• _Page text_:
The Obama administration announced a plan to cut $320 billion over 10 years from the projected growth of Medicare and Medicaid. The plan would raise premiums and deductibles, lower payments to hospitals and require elderly people who receive care at home to make co-payments.

But before charging consumers more and eliminating valuable services, we should be much more aggressive in recovering money stolen from these taxpayer-supported programs. According to some estimates, health care fraud is a $250 billion-a-year industry, and about $100 billion of that is stolen from Medicare, the health care program for the elderly, and Medicaid, the insurance program for the poor and disabled.

There are many ways to defraud taxpayers. For example, a hospital chain can buy drugs at a steep discount and then bill Medicare for high sticker prices. Doctors can bill for procedures that never happened, or for drugs that were supplied to them by pharmaceutical companies free of charge, or pharmaceutical companies can promote a drug for risky, unapproved uses.

• _Entries provided_:
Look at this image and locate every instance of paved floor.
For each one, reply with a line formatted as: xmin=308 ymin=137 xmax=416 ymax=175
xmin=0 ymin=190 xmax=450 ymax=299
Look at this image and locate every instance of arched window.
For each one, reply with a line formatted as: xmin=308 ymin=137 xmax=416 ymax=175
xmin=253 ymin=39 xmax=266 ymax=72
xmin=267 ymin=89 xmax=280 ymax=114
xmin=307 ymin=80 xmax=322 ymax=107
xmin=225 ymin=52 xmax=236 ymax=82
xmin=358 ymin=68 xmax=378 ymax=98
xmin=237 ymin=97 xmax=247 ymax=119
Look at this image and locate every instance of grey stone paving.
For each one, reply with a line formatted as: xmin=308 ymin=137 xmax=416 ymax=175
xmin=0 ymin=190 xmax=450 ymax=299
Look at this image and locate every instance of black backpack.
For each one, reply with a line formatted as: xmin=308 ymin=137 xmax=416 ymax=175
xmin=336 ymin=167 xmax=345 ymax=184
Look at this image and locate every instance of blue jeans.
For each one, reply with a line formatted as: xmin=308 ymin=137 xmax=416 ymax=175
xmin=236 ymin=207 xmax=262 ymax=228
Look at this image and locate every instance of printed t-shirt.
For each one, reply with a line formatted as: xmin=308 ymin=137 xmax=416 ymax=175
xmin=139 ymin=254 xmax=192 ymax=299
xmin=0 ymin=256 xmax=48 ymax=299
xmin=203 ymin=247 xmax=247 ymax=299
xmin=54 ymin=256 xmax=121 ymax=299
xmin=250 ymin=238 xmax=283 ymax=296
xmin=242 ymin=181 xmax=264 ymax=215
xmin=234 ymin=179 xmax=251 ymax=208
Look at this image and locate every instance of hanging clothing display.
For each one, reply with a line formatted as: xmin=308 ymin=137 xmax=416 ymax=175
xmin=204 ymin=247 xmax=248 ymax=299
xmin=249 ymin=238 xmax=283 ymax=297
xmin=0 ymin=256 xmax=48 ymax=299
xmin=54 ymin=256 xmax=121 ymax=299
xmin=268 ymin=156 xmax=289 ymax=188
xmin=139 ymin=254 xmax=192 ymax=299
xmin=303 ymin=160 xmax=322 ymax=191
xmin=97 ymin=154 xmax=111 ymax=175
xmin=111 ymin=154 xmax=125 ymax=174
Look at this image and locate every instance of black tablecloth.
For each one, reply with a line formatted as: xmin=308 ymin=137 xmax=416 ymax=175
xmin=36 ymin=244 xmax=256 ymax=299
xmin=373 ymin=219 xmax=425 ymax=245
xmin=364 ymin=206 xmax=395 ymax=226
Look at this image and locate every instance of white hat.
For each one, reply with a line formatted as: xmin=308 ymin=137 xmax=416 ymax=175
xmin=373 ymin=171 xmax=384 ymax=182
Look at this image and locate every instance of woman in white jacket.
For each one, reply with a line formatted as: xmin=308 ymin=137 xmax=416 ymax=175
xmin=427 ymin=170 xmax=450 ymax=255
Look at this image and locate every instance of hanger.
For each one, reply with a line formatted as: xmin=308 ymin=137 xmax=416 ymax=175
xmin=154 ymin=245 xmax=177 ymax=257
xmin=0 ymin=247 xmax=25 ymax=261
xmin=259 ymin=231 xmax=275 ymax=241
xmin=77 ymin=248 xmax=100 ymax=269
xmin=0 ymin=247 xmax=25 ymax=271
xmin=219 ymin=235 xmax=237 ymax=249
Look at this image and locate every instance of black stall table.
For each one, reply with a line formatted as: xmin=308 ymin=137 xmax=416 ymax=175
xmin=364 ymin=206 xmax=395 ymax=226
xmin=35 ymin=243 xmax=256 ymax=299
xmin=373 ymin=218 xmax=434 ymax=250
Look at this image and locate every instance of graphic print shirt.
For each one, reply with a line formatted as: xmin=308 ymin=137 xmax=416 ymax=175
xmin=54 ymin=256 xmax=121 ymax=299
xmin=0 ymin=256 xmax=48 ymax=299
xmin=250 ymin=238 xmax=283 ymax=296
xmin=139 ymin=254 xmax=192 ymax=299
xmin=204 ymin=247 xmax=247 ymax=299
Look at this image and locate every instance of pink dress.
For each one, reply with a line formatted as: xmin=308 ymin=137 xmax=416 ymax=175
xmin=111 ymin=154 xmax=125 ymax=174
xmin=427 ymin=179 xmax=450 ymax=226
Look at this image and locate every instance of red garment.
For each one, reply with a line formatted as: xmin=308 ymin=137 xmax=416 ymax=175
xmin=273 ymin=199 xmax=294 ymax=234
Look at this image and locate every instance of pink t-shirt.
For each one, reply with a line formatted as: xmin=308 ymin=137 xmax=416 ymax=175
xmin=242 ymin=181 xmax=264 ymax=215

• _Using the information_:
#1 Rewrite the portion of the passage on Medicare and Medicaid starting at "But before charging" and ending at "poor and disabled.", replacing "aggressive" with "vigorous".
#2 Answer these questions about the passage on Medicare and Medicaid:
(a) How much would the administration's plan cut, and over what period?
(b) According to some estimates, about how much of the annual health care fraud is stolen from Medicare and Medicaid?
(c) What can a hospital chain do to defraud taxpayers?
#3 Continue the passage on Medicare and Medicaid from the point at which it stops.
The data are separate material from the passage on Medicare and Medicaid.

• _Answer list_:
#1
But before charging consumers more and eliminating valuable services, we should be much more vigorous in recovering money stolen from these taxpayer-supported programs. According to some estimates, health care fraud is a $250 billion-a-year industry, and about $100 billion of that is stolen from Medicare, the health care program for the elderly, and Medicaid, the insurance program for the poor and disabled.

#2
(a) $320 billion over 10 years.
(b) About $100 billion.
(c) It can buy drugs at a steep discount and then bill Medicare for high sticker prices.

#3
Recovering billions of dollars from these ruses won’t solve the problem of rising health care costs, but it’ll go a long way in helping to reduce waste and protect services.

Many states already aggressively pursue health care fraud. In 2005, a whistle-blower accused Quest Diagnostics, the chain of medical laboratories worth over $7 billion, of deliberately overcharging California’s insurance program for poor and disabled people, Medi-Cal, for more than 15 years. He alleged that Quest had paid kickbacks in the form of free tests and discounts to doctors and hospitals that referred patients to its labs. Recently, while denying wrongdoing, the company settled for $241 million. According to California’s attorney general, Kamala D. Harris, it was the largest fraud settlement in the history of the state’s False Claims Act.